Records from a dataset:
------------------------------------------------------------

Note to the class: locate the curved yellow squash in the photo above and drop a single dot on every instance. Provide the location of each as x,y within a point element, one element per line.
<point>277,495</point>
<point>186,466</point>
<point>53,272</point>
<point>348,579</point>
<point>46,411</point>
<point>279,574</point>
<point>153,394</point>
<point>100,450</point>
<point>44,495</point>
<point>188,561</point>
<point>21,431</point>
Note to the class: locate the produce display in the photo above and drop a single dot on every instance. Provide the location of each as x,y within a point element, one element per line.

------------------------------------------------------------

- _About this exercise_:
Retyping every line above exactly is all that is needed.

- _Result_:
Note to the class: locate the curved yellow squash in the photo above and drop a single dot on every instance. Provide the location of each as x,y within a point element, one element per line.
<point>277,495</point>
<point>186,466</point>
<point>53,272</point>
<point>348,579</point>
<point>46,411</point>
<point>279,574</point>
<point>153,394</point>
<point>100,450</point>
<point>44,495</point>
<point>188,561</point>
<point>21,431</point>
Note to the class: locate the produce display in the photo above and drop a single dot on every instance. Provide the location of each as x,y within a point element, one element per line.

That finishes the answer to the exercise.